À Avignon, ce mercredi 5 mai, un policier est décédé de la suite de tirs reçus dans le cadre d’une « opération anti-drogue », plébiscitée par le ministre de l’Intérieur depuis plusieurs mois.

Quelques heures plus tard, Gérald Darmanin était à Avignon et dans son adresse aux médias expliquait avoir perdu un « héros » dans la « guerre » menée contre la drogue. Dans ce qui s’apparente à une tentative de rejouer le « war on drug » de Nixon, il a ensuite tweeté : « L’ensemble du ministère de l’intérieur est en deuil », avant de poursuivre son hommage ce jeudi matin en se rendant au commissariat d’Avignon. Dans cette lignée, il a reçu les représentants des syndicats de police.

Si Darmanin s’est empressé de rendre cet hommage c’est que c’est pour lui l’occasion de remettre à l’ordre du jour son offensive contre la vente de drogue. Dans ce sens il a déclaré que «  ce combat face à la drogue nous le poursuivrons et nous le gagnerons ».

À travers les hommages au policier décédé, l’exécutif écrit le récit d’une guerre sanglante à mener contre le narcotrafic, qu’il avait jusqu’ici du mal à légitimer après quelques coups de communication ratés ayant fait le bonheur des adepts du tweet. En effet, ce sont les badbuzz à répétition et notamment la perquisition de farine de fraises Tagada qui ont même poussé Macron à descendre sur le ring avec une opération bien huilée à Montpellier en avril.

De fait, le gouvernement n’est pas sans savoir que les élections présidentielles se joueront sur le terrain sécuritaire pour espérer séduire la base électorale de droite, prise en étau par les polémiques entre LREM, LR et le RN. En qualité de pompiers-pyromanes, Macron et Darmanin cherchent donc à instrumentaliser le meurtre du policier, quitte à adopter un ton martial qui rappelle celui de Nixon, symbôle de la répression sanglante contre le « narcotrafic ».

Ainsi, c’est sans surprise qu’a déferlé sur les réseaux sociaux, plateaux télé et radios une volonté unanime de la droite de sévir. « Il faut que les criminels comprennent que s’attaquer à la police leur coûtera très très cher (…), « les bougies et les discours ne suffisent plus » a ainsi déclaré le député LR du Vaucluse Julien Aubert tandis que Marine Le Pen s’est dite « en colère ».

Au cœur de ce « combat », la sortie en mars d’une plateforme en ligne pour permettre de « signaler les points de deal », véritable appel à la délation qui permet à toute personne de transmettre des informations, fondées ou non, à la police. Un système qui a été utilisé à Avignon, puisque ce sont des « riverains » qui avaient émis un signalement. Dans cette lignée, c’est une supposée cliente du dealer suspecté d’avoir tué le policier qui a été mise en garde-à-vue. Une interpellation qui pourrait présager d’une aggravation de la répression pour montrer l’exemple en allant jusqu’à cibler la clientèle, dans la continuité de la pénalisation de cette dernière, notamment marquée par la mise en place d’amendes de 200 euros pour un joint.

### Problème à traiter:
D'après l'extrait, pourquoi Gérald Darmanin s'est-il empressé de rendre hommage au policier tué à Avignon ? Répondez en une à trois phrases. Les lignes ci-dessous ne sont pas nécessaires.

### Section des données:
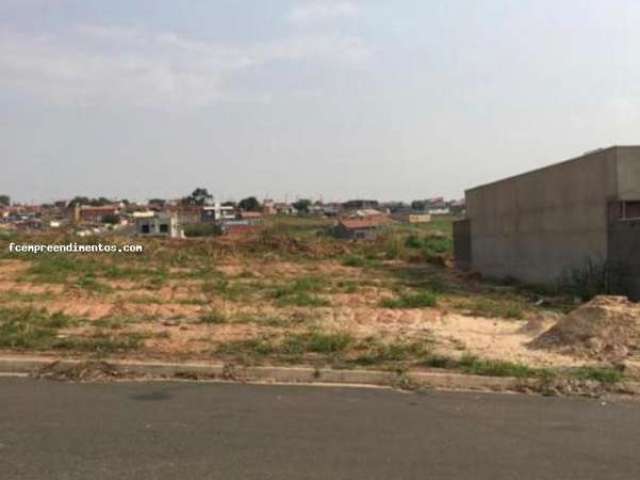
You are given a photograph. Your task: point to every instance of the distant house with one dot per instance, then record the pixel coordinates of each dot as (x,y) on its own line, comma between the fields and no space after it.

### Solution du problème:
Parce que cet hommage lui offre l'occasion de remettre à l'ordre du jour son offensive contre la vente de drogue. Il a ainsi déclaré que ce combat face à la drogue serait poursuivi et gagné.